Would you reproduce every record exactly, leaving out the pictures?

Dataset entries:
• • • •

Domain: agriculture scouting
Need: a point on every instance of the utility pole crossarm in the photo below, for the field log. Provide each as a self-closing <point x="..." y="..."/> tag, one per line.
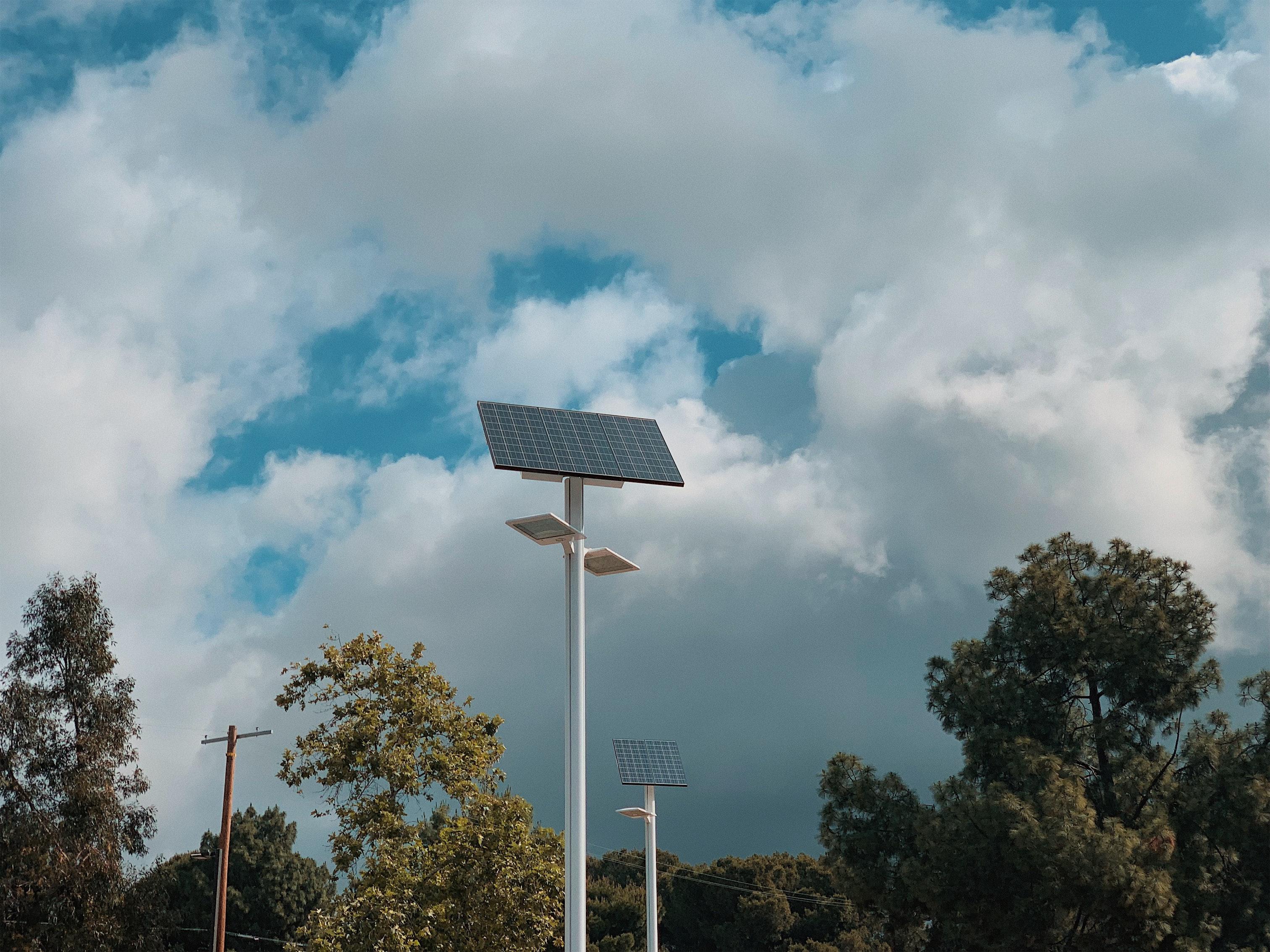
<point x="241" y="737"/>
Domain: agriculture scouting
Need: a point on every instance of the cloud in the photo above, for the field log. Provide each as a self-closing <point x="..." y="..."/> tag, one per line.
<point x="1207" y="76"/>
<point x="1025" y="272"/>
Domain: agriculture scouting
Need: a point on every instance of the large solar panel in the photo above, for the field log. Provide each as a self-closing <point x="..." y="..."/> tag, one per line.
<point x="649" y="762"/>
<point x="576" y="443"/>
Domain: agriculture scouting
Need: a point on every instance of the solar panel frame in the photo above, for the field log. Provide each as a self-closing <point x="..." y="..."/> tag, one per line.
<point x="649" y="763"/>
<point x="577" y="443"/>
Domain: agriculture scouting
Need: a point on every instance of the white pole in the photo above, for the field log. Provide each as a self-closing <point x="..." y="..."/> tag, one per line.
<point x="576" y="749"/>
<point x="651" y="866"/>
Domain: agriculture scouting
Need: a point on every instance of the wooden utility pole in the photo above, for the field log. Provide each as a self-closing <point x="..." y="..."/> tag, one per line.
<point x="223" y="878"/>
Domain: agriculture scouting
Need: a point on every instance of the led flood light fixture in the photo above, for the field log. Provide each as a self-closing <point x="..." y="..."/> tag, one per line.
<point x="545" y="530"/>
<point x="648" y="764"/>
<point x="606" y="562"/>
<point x="582" y="448"/>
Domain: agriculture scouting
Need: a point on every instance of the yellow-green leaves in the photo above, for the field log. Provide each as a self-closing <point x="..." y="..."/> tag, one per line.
<point x="478" y="878"/>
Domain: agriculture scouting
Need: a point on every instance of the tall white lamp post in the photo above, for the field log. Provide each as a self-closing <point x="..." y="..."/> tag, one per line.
<point x="580" y="448"/>
<point x="649" y="764"/>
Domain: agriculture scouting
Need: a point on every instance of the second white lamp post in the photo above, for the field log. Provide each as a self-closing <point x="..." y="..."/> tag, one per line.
<point x="649" y="764"/>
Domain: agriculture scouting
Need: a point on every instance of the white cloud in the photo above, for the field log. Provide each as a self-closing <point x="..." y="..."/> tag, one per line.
<point x="1025" y="271"/>
<point x="1207" y="76"/>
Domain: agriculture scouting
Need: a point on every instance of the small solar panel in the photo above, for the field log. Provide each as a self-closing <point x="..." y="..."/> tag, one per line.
<point x="577" y="443"/>
<point x="649" y="763"/>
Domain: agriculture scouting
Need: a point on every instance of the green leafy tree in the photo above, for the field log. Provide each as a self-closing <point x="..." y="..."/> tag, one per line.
<point x="271" y="890"/>
<point x="69" y="784"/>
<point x="1221" y="815"/>
<point x="479" y="878"/>
<point x="1081" y="821"/>
<point x="778" y="903"/>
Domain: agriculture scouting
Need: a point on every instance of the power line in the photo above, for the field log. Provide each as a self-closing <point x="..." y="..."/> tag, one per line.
<point x="242" y="936"/>
<point x="690" y="875"/>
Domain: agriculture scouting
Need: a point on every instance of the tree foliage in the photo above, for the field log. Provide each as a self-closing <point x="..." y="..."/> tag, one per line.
<point x="271" y="888"/>
<point x="478" y="878"/>
<point x="69" y="784"/>
<point x="777" y="903"/>
<point x="1085" y="816"/>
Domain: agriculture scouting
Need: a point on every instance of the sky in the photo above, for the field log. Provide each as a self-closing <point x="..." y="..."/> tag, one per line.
<point x="908" y="286"/>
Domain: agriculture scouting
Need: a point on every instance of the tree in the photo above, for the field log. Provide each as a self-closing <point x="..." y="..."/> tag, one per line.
<point x="69" y="782"/>
<point x="272" y="889"/>
<point x="778" y="903"/>
<point x="480" y="878"/>
<point x="1067" y="826"/>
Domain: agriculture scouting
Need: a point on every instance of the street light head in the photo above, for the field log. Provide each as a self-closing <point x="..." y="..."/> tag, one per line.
<point x="606" y="562"/>
<point x="546" y="530"/>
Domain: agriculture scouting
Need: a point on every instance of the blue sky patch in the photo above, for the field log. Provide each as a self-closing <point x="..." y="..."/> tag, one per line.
<point x="270" y="578"/>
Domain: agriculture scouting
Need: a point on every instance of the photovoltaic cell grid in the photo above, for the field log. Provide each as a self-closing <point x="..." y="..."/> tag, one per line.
<point x="649" y="762"/>
<point x="576" y="443"/>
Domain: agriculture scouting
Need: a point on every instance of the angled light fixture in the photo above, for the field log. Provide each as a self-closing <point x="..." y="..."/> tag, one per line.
<point x="546" y="530"/>
<point x="606" y="562"/>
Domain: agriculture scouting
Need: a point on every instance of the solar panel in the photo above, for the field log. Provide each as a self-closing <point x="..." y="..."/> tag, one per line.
<point x="649" y="762"/>
<point x="577" y="443"/>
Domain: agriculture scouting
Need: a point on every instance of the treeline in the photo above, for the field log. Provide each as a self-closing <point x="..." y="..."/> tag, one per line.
<point x="1090" y="813"/>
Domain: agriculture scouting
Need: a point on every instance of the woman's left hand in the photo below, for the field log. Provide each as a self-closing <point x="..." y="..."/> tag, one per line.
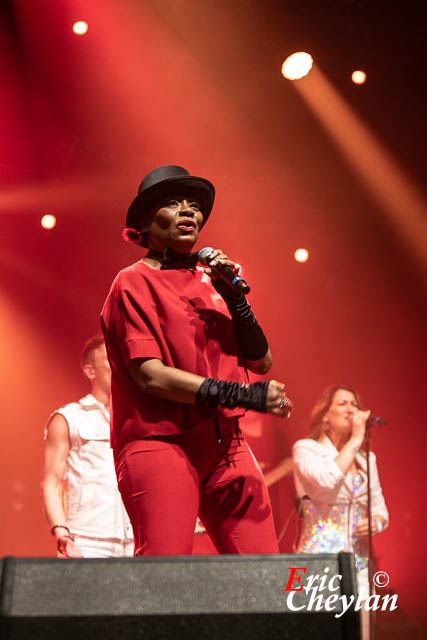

• • • •

■ **Task result**:
Domain: agriculture scouting
Need: a point on every instance of the utility pole crossarm in the photo below, for the field log. Provide each as a self-closing <point x="..." y="..."/> tag, one per line.
<point x="241" y="737"/>
Domain: agriculture scouting
Need: a point on every instance of the cloud in the photo above, for the field log. Provide each as a self-closing <point x="..." y="..."/> tag, one per line.
<point x="1207" y="76"/>
<point x="1025" y="272"/>
Domain: agriculture scouting
Need: a point on every instance of the large solar panel in the photo above, for the field log. Provide each as a self-closing <point x="..." y="..."/> tag, one per line.
<point x="649" y="762"/>
<point x="576" y="443"/>
Domain: agriculture scouting
Need: a point on every instance of the solar panel frame in the photo above, for the field log. Provide each as a self-closing <point x="..." y="..."/> tag, one per line.
<point x="649" y="763"/>
<point x="577" y="443"/>
Domain: agriculture scouting
Need: a point on every instance of the white pole in the photo above, for the field log. Provide each as a self-closing <point x="..." y="..."/> tag, one per line.
<point x="576" y="749"/>
<point x="651" y="866"/>
Domain: agriculture scouting
Need: a point on every instance of the wooden utility pole in the photo above, for the field log. Provide each as a self-closing <point x="..." y="..."/> tag, one per line.
<point x="223" y="878"/>
Domain: agriculture scouting
Need: a point on every instance of the led flood light fixture in the photo above, for the field log. Provide each as a self-closing <point x="..." y="..."/> tag, one per line.
<point x="545" y="530"/>
<point x="648" y="764"/>
<point x="606" y="562"/>
<point x="582" y="448"/>
Domain: agriculture scouting
Need: a point on every instance of the yellow-green leaves in the photo above, for the field log. Provide each as a self-closing <point x="..." y="..."/> tag, one per line.
<point x="478" y="878"/>
Domain: agriculture scouting
Need: a point on every instance of the tall white lamp post in the photo above, for the field log. Provide each as a self-closing <point x="..." y="..."/> tag, one per line.
<point x="580" y="448"/>
<point x="649" y="764"/>
Domain: agriculture scouting
Need: a point on every instance of the second white lamp post in the photo above, for the field log. Provide each as a self-closing <point x="..." y="..."/> tag, one per line.
<point x="649" y="764"/>
Domain: agriculture scouting
Need: a point on every instance of the white cloud in the photo above, for the field log. Provide each as a self-closing <point x="..." y="..."/> tag, one per line.
<point x="1025" y="271"/>
<point x="1207" y="76"/>
Domain: agriculture scouting
Need: a point on every instance of the small solar panel in the photo above, for the field log. Provide each as a self-closing <point x="..." y="..."/> tag, one per line.
<point x="577" y="443"/>
<point x="649" y="763"/>
Domain: agriculture scouting
Need: a point on every instance of the green leafy tree in the photo above, for the field log. Provide each as a self-closing <point x="..." y="..."/> tag, one per line.
<point x="271" y="890"/>
<point x="69" y="784"/>
<point x="1221" y="815"/>
<point x="479" y="878"/>
<point x="1081" y="821"/>
<point x="778" y="903"/>
Domain: agriculture scouting
Need: a point on every instance of the power line in the photo above, for the field log. Provide each as a self-closing <point x="..." y="..."/> tag, one per line.
<point x="242" y="936"/>
<point x="690" y="875"/>
Domain: agriculture scouting
Need: a point on every instance of the tree foliage in the photo above, for the field log. Provide each as a self-closing <point x="..." y="..."/> tag, one per line.
<point x="271" y="888"/>
<point x="478" y="878"/>
<point x="69" y="784"/>
<point x="777" y="903"/>
<point x="1085" y="816"/>
Domain: agriculture scouting
Need: a point on every instance of the sky in the photo above, for the field log. Provide each as a self-closing <point x="..." y="..."/> tag, one per line.
<point x="908" y="286"/>
Domain: agriculture scouting
Need: a point on every instance of the tree in the photo above, for the field log. Provide each as a self-closing <point x="..." y="..."/> tag, one per line.
<point x="69" y="782"/>
<point x="272" y="889"/>
<point x="778" y="903"/>
<point x="480" y="878"/>
<point x="1067" y="826"/>
Domain: agriculture scouting
Need: a point on every instance of the street light head in the photo above, for the field log. Provide each as a self-closing <point x="..." y="..."/> tag, one per line.
<point x="606" y="562"/>
<point x="546" y="530"/>
Domain: agriculture scouting
Need: a point on every instance of the blue sky patch in the photo above, for the field log. Provide each as a self-closing <point x="..." y="..."/> tag, one per line.
<point x="270" y="578"/>
Domain: agriculture scouting
Need: a point on every instance of the photovoltaic cell grid in the photo above, for the field log. Provide each as a self-closing <point x="..." y="..."/> tag, one per line.
<point x="649" y="762"/>
<point x="576" y="443"/>
Domain: agriculture scouting
Need: a point on every instance of the angled light fixture in the photo above, for the field log. Provide each as a self-closing <point x="..." y="..."/> tag, one per line.
<point x="546" y="530"/>
<point x="606" y="562"/>
Domain: agriculture scouting
Need: a point on every instance of the solar panel in the photo above, for the field log. Provide each as a self-closing <point x="..." y="..."/> tag, one per line.
<point x="649" y="762"/>
<point x="577" y="443"/>
Domain: agriculture scouting
Need: a point on every instance of the treeline in the photo above, for the field log. Provide each as a self-closing <point x="..." y="..."/> tag, one per line.
<point x="1090" y="813"/>
Domain: agriculture scouting
Need: a point on every instance of the woman's left hand in the photo below, for the field log. Provide each as a self-closing <point x="..." y="..."/> tag, one per line.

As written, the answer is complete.